##### Bloc de texte #####
De Charlemagne à la féodalité

Problématique: Tout comme les conquêtes de Clovis et de ses fils n'aboutissent qu'à une unification provisoire du Royaume des Francs, vite fragmenté en comtés indépendants, l'Empire de Charlemagne ne survit pas à ses petits-fils. Le partage de cet empire carolingien, en 843, est l'acte de naissance d'une Francia occidentalis, avec des frontières géographiques durables, avec également la mise en place d'un nouveau mode de gouvernement des hommes : la féodalité. Comment la féodalité s'est-elle mise en place ? Pourquoi a-t-elle profité à la nouvelle dynastie des Capétiens ?

I) Des Carolingiens aux Capétiens, une monarchie sacrée

A) Un pouvoir qui vient de Dieu...
#####
_Exercice 1_
Relevez chacune des lignes des données qui contient la chaîne « below », en tenant compte de la casse.
Le texte et les données n'ont aucun rapport entre eux.
##### Données fournies #####
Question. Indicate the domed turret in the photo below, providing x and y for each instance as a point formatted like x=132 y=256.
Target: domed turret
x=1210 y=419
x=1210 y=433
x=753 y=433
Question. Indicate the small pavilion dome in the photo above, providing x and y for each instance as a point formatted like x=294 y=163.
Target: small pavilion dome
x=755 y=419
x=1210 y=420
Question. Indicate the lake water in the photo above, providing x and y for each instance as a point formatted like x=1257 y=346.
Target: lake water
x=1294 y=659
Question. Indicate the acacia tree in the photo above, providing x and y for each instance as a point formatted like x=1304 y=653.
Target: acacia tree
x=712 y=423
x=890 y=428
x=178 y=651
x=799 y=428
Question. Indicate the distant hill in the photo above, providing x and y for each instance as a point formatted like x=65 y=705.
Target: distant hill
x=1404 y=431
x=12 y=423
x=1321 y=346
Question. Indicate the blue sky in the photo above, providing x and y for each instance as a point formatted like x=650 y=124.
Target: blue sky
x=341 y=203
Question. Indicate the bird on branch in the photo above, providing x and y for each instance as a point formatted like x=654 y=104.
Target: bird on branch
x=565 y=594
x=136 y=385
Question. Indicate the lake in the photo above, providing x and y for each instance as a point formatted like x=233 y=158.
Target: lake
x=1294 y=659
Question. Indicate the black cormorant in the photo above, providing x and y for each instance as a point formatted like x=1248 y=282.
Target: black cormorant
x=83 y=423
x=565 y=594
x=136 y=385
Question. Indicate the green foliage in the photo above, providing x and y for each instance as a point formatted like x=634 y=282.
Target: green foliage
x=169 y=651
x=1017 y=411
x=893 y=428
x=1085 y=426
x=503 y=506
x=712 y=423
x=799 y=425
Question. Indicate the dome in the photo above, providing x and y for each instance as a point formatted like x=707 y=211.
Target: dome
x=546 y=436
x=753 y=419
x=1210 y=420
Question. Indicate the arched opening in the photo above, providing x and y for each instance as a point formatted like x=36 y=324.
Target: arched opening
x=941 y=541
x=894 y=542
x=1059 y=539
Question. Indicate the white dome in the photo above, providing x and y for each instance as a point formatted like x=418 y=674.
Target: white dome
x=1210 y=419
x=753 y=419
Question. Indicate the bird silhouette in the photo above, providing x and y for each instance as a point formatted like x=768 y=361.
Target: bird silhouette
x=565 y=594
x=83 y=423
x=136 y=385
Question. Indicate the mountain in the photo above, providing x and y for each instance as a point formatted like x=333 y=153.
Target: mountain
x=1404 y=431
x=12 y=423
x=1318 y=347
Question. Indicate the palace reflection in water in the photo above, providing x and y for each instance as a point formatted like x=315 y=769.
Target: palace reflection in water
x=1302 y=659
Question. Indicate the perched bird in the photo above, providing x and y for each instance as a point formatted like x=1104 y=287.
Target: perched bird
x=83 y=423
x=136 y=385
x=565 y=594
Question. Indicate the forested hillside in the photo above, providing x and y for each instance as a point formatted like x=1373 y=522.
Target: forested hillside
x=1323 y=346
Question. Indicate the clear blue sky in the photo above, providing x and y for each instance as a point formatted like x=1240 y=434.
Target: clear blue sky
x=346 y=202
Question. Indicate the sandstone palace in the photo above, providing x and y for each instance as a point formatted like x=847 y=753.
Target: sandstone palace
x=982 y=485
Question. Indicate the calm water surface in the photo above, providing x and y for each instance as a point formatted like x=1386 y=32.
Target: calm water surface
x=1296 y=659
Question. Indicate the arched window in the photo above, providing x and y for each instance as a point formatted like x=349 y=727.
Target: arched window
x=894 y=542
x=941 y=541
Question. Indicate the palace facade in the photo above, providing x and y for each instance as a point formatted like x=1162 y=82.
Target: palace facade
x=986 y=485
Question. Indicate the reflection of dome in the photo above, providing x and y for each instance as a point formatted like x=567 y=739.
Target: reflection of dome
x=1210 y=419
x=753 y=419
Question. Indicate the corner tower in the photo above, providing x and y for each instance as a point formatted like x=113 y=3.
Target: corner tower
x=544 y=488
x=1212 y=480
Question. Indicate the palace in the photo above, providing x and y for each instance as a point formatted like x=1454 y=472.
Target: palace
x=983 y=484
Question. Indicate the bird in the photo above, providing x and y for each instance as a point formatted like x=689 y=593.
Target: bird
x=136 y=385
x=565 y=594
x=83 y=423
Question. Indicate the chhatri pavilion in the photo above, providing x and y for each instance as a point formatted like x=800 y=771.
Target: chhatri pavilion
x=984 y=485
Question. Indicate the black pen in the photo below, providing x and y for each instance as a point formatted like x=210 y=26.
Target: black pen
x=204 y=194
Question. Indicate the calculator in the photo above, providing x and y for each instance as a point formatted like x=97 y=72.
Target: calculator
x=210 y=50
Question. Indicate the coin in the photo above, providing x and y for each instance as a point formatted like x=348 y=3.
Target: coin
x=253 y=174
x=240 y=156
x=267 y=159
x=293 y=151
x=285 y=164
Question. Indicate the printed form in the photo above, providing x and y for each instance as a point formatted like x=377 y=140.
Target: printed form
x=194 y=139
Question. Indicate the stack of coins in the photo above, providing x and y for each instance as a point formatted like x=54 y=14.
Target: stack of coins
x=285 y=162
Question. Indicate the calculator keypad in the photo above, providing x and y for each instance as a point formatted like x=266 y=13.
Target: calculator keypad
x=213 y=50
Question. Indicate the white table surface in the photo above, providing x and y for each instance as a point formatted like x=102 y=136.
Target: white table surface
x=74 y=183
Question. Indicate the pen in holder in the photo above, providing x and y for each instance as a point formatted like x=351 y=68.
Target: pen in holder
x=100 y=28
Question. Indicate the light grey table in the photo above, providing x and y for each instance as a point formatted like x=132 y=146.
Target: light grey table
#####
_Exercice 2_
Reprenez le texte sur la féodalité et poursuivez-le à partir de sa dernière phrase.

_Réponse correcte 1_
Question. Indicate the domed turret in the photo below, providing x and y for each instance as a point formatted like x=132 y=256.
Question. Indicate the black pen in the photo below, providing x and y for each instance as a point formatted like x=210 y=26.

_Réponse correcte 2_
Pépin le Bref est le fondateur de la nouvelle dynastie royale des Carolingiens. En 751, il est le premier roi sacré. Cette cérémonie du sacre rappelle les rois juifs de la Bible, comme David. Le front du souverain est oint d'une huile sainte (le saint chrème), qui fait du nouveau roi l'élu de Dieu. Le pouvoir vient de Dieu : la monarchie française est née (cette cérémonie du sacre durera jusqu'en 1824, avec Charles X).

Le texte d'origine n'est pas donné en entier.